**WHAT IS NEEDED:**
Rewrite every row from the one containing "Task: place one keypoint on every instance of the referee" through the end of the rows, both ends included, keeping the instruction lines. Shift each keypoint coordinate by adding 52 to every number, and leave the pictures out.

**SUPPLIED RECORDS:**
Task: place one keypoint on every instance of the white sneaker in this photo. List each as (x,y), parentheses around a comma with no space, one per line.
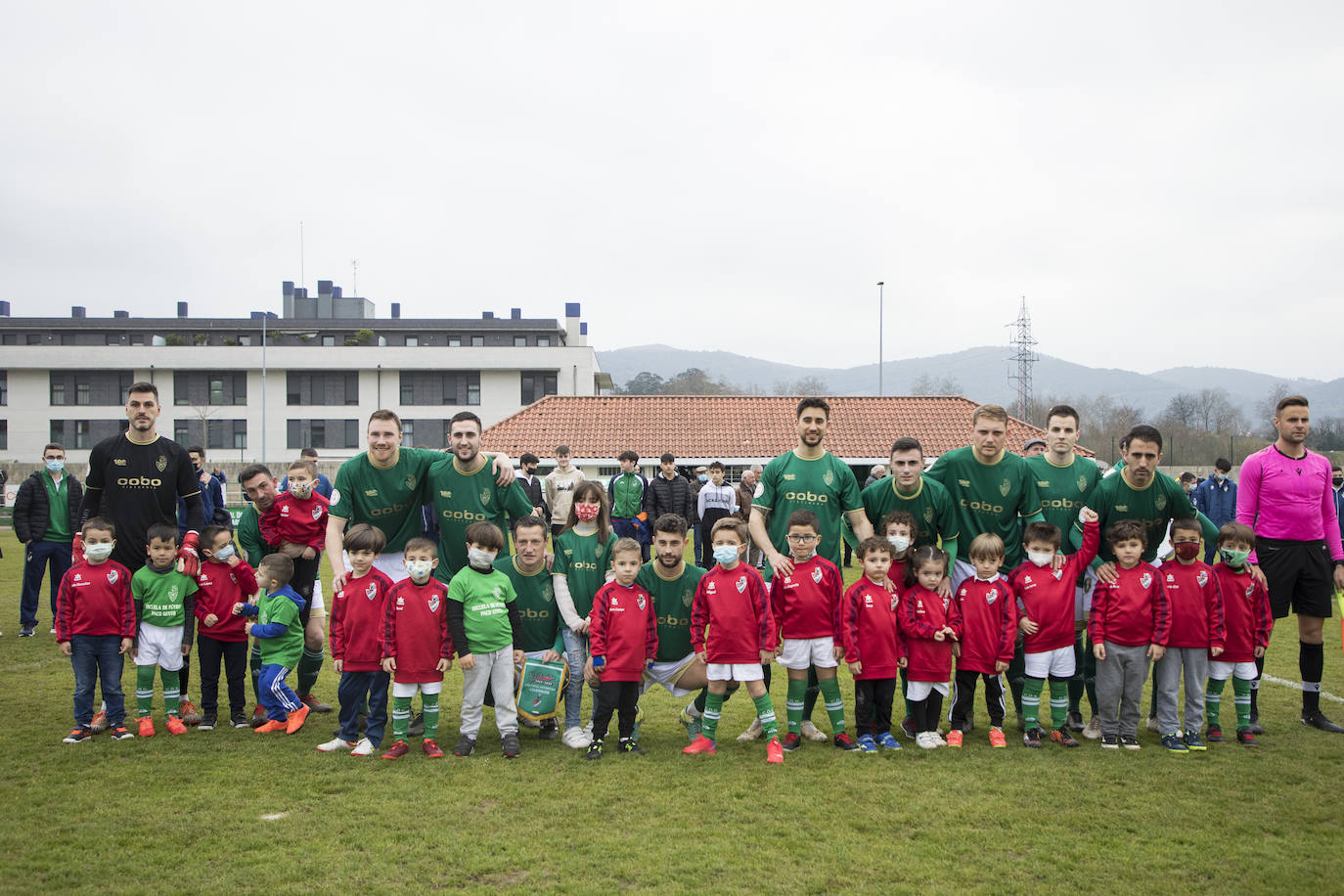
(809,733)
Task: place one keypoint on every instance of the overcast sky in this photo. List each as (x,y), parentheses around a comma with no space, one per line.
(1160,180)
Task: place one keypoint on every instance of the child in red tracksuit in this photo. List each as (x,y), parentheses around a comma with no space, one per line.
(929,625)
(873,645)
(222,582)
(988,636)
(622,639)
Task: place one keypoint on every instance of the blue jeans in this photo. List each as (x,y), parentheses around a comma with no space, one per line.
(36,558)
(97,658)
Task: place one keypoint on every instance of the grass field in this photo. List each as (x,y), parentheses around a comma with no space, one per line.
(230,810)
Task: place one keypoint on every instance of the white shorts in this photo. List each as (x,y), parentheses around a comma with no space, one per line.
(800,653)
(734,672)
(1058,662)
(920,690)
(158,647)
(1224,670)
(667,675)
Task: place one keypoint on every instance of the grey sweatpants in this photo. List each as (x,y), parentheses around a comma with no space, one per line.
(496,670)
(1167,676)
(1120,687)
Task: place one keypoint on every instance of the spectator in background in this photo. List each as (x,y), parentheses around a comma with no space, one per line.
(1215,497)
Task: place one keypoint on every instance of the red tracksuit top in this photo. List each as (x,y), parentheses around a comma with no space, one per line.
(416,630)
(94,600)
(1246,614)
(920,614)
(736,608)
(624,629)
(872,632)
(218,589)
(298,521)
(1196,605)
(988,623)
(1048,597)
(359,611)
(807,604)
(1133,611)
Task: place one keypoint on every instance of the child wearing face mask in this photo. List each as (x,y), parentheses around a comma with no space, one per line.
(1046,619)
(482,619)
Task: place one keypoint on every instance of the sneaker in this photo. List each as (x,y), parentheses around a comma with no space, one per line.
(753,731)
(313,702)
(811,733)
(697,745)
(1175,743)
(1062,737)
(295,720)
(77,737)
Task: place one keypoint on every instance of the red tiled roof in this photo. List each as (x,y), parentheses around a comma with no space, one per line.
(736,426)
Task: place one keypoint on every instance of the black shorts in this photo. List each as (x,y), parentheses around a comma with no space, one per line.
(1300,575)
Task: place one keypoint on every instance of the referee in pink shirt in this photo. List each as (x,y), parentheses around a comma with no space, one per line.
(1286,495)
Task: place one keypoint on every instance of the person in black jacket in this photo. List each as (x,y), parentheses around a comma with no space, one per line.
(46,517)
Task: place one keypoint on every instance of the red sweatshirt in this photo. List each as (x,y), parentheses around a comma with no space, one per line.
(297,521)
(1048,597)
(94,600)
(872,630)
(358,615)
(920,614)
(988,623)
(1246,615)
(1196,605)
(218,589)
(624,629)
(807,604)
(416,630)
(1133,611)
(737,610)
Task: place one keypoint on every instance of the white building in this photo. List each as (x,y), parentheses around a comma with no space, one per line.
(323,367)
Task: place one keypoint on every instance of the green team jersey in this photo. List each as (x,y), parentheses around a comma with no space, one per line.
(484,598)
(162,596)
(1063,490)
(989,497)
(390,499)
(288,648)
(539,619)
(823,485)
(930,506)
(672,606)
(584,563)
(461,497)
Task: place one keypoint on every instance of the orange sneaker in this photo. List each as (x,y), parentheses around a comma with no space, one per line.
(295,719)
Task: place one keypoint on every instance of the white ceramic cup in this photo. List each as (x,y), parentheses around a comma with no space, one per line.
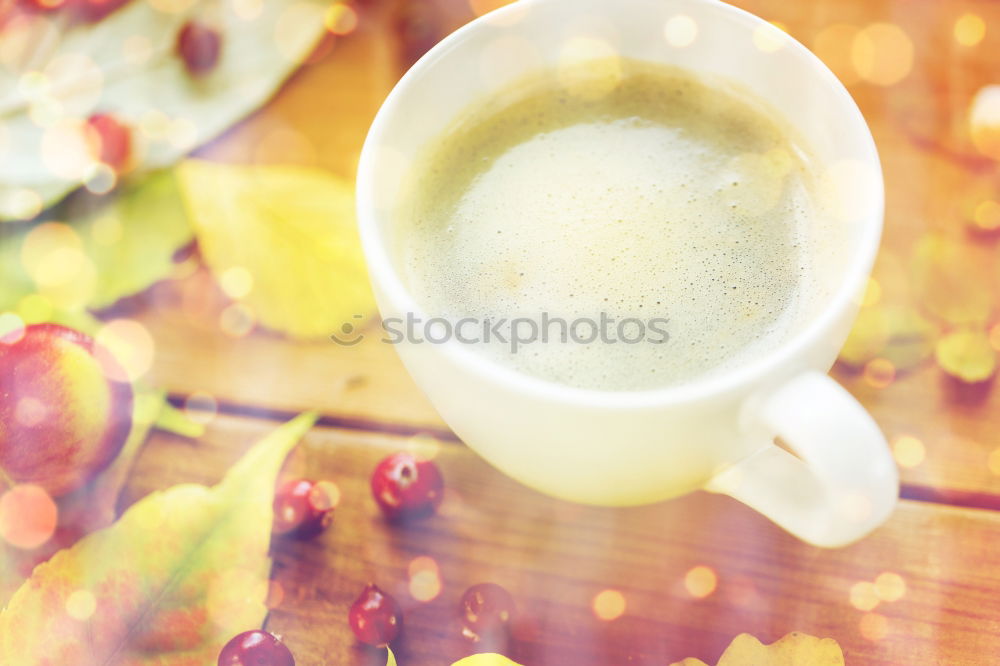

**THE SOLUTION:**
Task: place one keypoint on every instance of the referee in pink shirt in this photo. List each as (x,y), parentheses around a comma with no space, one per line.
(1338,547)
Task: place one keypoint on every instance of the person in black jacket in this photo. List each as (x,y), parentheses around a comma with no space, one per line.
(98,569)
Task: place one keypoint on every instance of the red sweatshirt in this photo. List each as (x,y), parentheses around a comma with no space, one per line.
(349,573)
(1100,649)
(146,652)
(924,682)
(410,667)
(972,666)
(1040,675)
(1298,667)
(1248,657)
(270,641)
(676,681)
(859,656)
(468,682)
(1185,663)
(789,662)
Task: place one keypoint on every instance of the white building in this photo. List each as (x,y), parentheses around a comma with no space, one per line.
(375,419)
Task: place one keypoint on every instance of the green team jersey in this photo. List each as (x,y), parentheses around a comma with no space, one per line.
(536,650)
(214,648)
(1115,542)
(1041,549)
(442,551)
(340,700)
(591,671)
(875,537)
(982,558)
(724,658)
(636,615)
(513,549)
Task: place one keypoint on every instance of the orange sneaker in this photo. List each as (x,y), parentheses around a comma with no space, one per line.
(347,771)
Task: place one keypoint on every instance of the white ceramic cup in this photo. List each as (x,y), parentheses around a comma with no space, one per line.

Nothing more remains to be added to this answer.